=== Begin Enclosure ===
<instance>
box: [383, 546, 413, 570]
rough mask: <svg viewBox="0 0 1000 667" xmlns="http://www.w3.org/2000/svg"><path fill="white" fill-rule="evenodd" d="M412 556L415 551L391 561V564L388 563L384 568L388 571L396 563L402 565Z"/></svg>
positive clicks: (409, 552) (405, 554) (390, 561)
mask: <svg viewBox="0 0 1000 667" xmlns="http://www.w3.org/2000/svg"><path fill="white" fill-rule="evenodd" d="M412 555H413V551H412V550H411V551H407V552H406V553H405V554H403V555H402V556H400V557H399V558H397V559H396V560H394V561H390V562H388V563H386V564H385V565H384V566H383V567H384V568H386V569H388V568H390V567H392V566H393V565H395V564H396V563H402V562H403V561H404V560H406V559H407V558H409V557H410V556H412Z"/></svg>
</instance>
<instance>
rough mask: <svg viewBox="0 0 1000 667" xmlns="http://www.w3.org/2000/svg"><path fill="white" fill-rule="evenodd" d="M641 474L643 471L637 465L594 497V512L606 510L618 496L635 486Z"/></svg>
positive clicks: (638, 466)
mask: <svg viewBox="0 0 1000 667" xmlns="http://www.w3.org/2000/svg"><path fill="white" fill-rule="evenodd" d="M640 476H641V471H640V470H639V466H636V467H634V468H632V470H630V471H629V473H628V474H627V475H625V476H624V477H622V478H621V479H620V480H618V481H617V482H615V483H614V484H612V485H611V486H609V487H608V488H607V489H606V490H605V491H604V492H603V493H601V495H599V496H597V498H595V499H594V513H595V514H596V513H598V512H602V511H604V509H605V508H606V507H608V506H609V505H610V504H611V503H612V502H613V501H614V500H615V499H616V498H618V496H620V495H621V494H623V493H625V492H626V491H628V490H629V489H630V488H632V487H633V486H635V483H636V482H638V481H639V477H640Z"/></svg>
=== End Enclosure ===
■ **What is expected**: All of the entries are to be set down again without alteration.

■ **The completed task**:
<instance>
box: [383, 546, 413, 570]
rough mask: <svg viewBox="0 0 1000 667" xmlns="http://www.w3.org/2000/svg"><path fill="white" fill-rule="evenodd" d="M412 556L415 551L391 561V564L388 563L384 568L388 571L396 563L402 565Z"/></svg>
positive clicks: (409, 552) (405, 554) (390, 561)
mask: <svg viewBox="0 0 1000 667" xmlns="http://www.w3.org/2000/svg"><path fill="white" fill-rule="evenodd" d="M412 555H413V551H412V550H411V551H407V552H406V553H405V554H403V555H402V556H400V557H399V558H397V559H396V560H394V561H390V562H388V563H386V564H385V565H384V566H383V567H384V568H386V569H388V568H390V567H392V566H393V565H395V564H396V563H402V562H403V561H404V560H406V559H407V558H409V557H410V556H412Z"/></svg>
</instance>
<instance>
rough mask: <svg viewBox="0 0 1000 667" xmlns="http://www.w3.org/2000/svg"><path fill="white" fill-rule="evenodd" d="M641 474L643 471L637 465L594 497V512L606 510L618 496L635 486Z"/></svg>
positive clicks: (638, 466)
mask: <svg viewBox="0 0 1000 667" xmlns="http://www.w3.org/2000/svg"><path fill="white" fill-rule="evenodd" d="M640 476H641V471H640V470H639V466H636V467H634V468H632V470H630V471H629V473H628V474H627V475H625V476H624V477H622V478H621V479H620V480H618V481H617V482H615V483H614V484H612V485H611V486H609V487H608V488H607V489H606V490H605V491H604V492H603V493H601V495H599V496H597V498H595V499H594V513H595V514H596V513H598V512H602V511H604V509H605V508H606V507H608V506H609V505H610V504H611V503H612V502H613V501H614V500H615V499H616V498H618V496H620V495H621V494H623V493H625V492H626V491H628V490H629V489H630V488H632V487H633V486H635V483H636V482H638V481H639V477H640Z"/></svg>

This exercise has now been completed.